SUPPLIED PASSAGE |
Why should you come to Belgium? Because it is the best kept secret in Europe. Visiting medieval cities, quaint towns, gothic cathedrals and town halls, castles and carillons will keep you busy during the day. At night go to a pub, there are more than 350 delicious beers to chose from. The reputation of our gourmet food makes the French jealous and it is almost impossible to find chocolates as good as ours!
Well situated between France and Holland, the kingdom of Belgium encompasses all the best that Europe has to offer in an area no bigger than Maryland. Within the span of one day you can take a romantic cruise , hunt for diamonds, enjoy waffles , frolic in a festival in Binche, get lost in a castle in Namur, discover antiques at an outdoor market in Liege, and explore a fine art museum in Brussels. A dense train network connects all of Belgium and makes navigation simple and comfortable for travelers.

STATED GOAL 1 | Please copy the part of the Belgium passage that opens with the words containing "Why should you" and closes with "good as ours!", and swap "chocolates" for "pralines".
The rows that follow have nothing to do with the Belgium passage.

DATA SHOWN |

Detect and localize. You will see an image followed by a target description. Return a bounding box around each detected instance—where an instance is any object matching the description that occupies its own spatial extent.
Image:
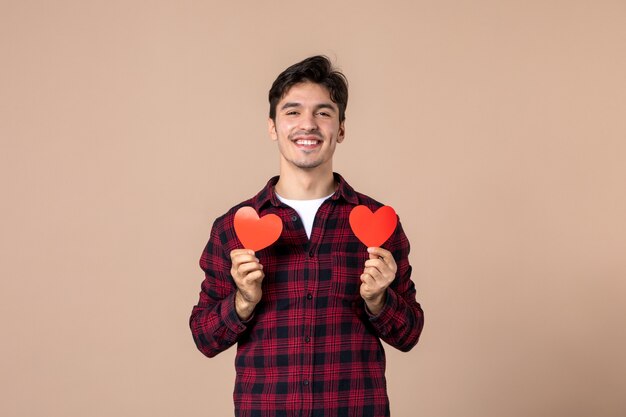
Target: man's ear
[267,117,278,140]
[337,122,346,143]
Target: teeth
[296,139,317,145]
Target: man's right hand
[230,249,265,320]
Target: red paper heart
[234,206,283,252]
[349,205,398,248]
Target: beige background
[0,0,626,417]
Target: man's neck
[274,165,335,200]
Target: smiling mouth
[294,139,321,146]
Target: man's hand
[230,249,265,320]
[360,248,398,315]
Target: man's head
[269,55,348,122]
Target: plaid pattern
[190,173,423,417]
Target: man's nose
[300,112,317,131]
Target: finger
[367,246,391,259]
[237,262,263,276]
[360,273,376,287]
[230,248,254,259]
[365,258,389,271]
[244,270,265,283]
[231,253,259,266]
[363,267,384,281]
[367,247,397,273]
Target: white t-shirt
[276,193,335,239]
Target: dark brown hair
[269,55,348,122]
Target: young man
[190,56,423,417]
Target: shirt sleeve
[189,219,247,358]
[368,218,424,352]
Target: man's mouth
[293,138,322,149]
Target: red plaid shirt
[190,174,423,417]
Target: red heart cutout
[349,205,398,248]
[234,206,283,252]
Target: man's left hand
[360,248,398,315]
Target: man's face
[268,82,344,170]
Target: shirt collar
[252,172,359,213]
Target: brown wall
[0,0,626,417]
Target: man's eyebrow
[280,101,337,111]
[315,103,337,111]
[280,101,302,110]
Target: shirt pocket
[331,250,369,306]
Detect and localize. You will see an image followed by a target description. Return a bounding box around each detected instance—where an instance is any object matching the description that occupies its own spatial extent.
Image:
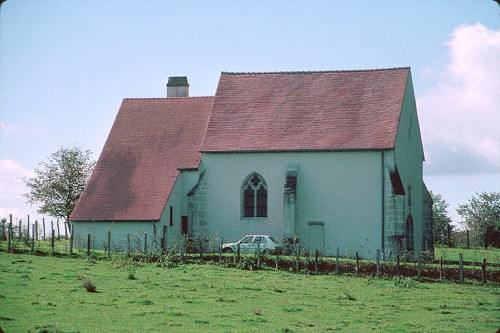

STATED GOAL 2 | Duplicate the rows from the line containing "Target: dark brown hair" through the end of the rows, leaving out the pictures.

FINISHED ANSWER 1 |
Why should you come to Belgium? Because it is the best kept secret in Europe. Visiting medieval cities, quaint towns, gothic cathedrals and town halls, castles and carillons will keep you busy during the day. At night go to a pub, there are more than 350 delicious beers to chose from. The reputation of our gourmet food makes the French jealous and it is almost impossible to find pralines as good as ours!

FINISHED ANSWER 2 |
Target: dark brown hair
[269,55,348,122]
Target: young man
[190,56,423,417]
Target: shirt sleeve
[189,219,247,358]
[368,218,424,352]
Target: man's mouth
[293,138,322,149]
Target: red plaid shirt
[190,174,423,417]
Target: red heart cutout
[349,205,398,248]
[234,206,283,252]
Target: man's left hand
[360,248,398,315]
Target: man's face
[268,82,344,170]
Target: shirt collar
[252,172,359,213]
Target: brown wall
[0,0,626,417]
Target: man's eyebrow
[280,101,337,111]
[315,103,337,111]
[280,101,302,110]
Target: shirt pocket
[331,250,369,306]
Detect and localize. You will see an image followed by a target description. Return a bounding box around each detected instance—where an instance is any object matching the description that occupies its own spatial extent.
Image:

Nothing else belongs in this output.